- **Provided records**
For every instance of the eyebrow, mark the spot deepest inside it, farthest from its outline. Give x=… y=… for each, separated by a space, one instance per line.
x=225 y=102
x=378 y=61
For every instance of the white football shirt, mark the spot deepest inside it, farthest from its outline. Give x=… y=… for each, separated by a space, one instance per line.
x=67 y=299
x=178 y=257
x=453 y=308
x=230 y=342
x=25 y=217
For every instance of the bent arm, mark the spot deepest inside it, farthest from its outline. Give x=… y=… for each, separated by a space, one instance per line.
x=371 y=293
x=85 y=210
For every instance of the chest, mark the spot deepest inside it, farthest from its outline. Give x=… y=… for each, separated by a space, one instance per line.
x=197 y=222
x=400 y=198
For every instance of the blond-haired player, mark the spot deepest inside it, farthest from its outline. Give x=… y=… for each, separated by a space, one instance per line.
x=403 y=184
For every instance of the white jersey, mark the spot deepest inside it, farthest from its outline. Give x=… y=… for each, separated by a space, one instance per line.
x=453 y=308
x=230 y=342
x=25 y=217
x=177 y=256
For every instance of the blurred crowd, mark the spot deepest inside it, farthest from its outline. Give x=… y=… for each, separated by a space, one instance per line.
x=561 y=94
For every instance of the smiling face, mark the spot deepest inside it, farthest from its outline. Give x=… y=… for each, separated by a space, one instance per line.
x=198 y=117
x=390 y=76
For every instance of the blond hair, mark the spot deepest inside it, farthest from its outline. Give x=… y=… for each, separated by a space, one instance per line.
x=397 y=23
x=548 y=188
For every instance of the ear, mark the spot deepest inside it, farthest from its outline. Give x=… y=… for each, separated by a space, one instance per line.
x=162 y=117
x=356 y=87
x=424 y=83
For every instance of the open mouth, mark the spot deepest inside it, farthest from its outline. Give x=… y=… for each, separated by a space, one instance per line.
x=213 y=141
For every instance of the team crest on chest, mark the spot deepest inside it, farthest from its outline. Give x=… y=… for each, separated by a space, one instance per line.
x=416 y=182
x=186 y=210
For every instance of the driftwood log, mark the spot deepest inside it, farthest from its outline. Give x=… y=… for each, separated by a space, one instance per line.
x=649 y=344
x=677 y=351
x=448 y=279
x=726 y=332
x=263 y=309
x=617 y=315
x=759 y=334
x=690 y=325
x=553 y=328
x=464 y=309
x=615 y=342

- **Task directions**
Repeat only the lines running from the line that contains "For every instance of the white jersey, mark" through the last line above, inclusive.

- **Correct output**
For every instance of the white jersey, mark the spot deepest inside it, farthest from its outline. Give x=… y=… for each, separated by a space, one instance per line.
x=453 y=308
x=230 y=342
x=25 y=217
x=177 y=256
For every instance of the blurred crowd, mark the spot deepest inside it, farthest from its outline. Give x=… y=… for each, separated by a space, one instance per line.
x=561 y=94
For every instance of the smiling face, mark the spot deepest inside it, farthest from its outline. Give x=… y=… for each, separated by a space, one instance per line.
x=198 y=117
x=390 y=76
For every instance of the blond hair, mark the spot deepest inside it, farthest from its outline. Give x=… y=… for each, separated by a space, one instance per line.
x=397 y=23
x=548 y=188
For every instance of the ear, mark the spot deepest inside it, farthest from its outline. Give x=… y=… for each, separated by a space, one instance per line.
x=162 y=117
x=356 y=87
x=424 y=83
For every instance of the open mouth, mark the spot deepest inside it, farthest from its outline. Give x=… y=… for each, separated by a space, one instance per line.
x=213 y=141
For every instance of the team crest on chest, mark the spot deepest inside it, farthest from its outline. Give x=… y=… for each, separated by a space, one instance per line.
x=416 y=182
x=186 y=210
For every instance of the driftwood log, mark the spot deepest inside it, farthest from its outline. Give x=… y=… for each, separated by a space, one instance per line.
x=649 y=344
x=677 y=351
x=448 y=279
x=726 y=332
x=263 y=309
x=617 y=315
x=759 y=334
x=690 y=325
x=553 y=328
x=464 y=309
x=615 y=342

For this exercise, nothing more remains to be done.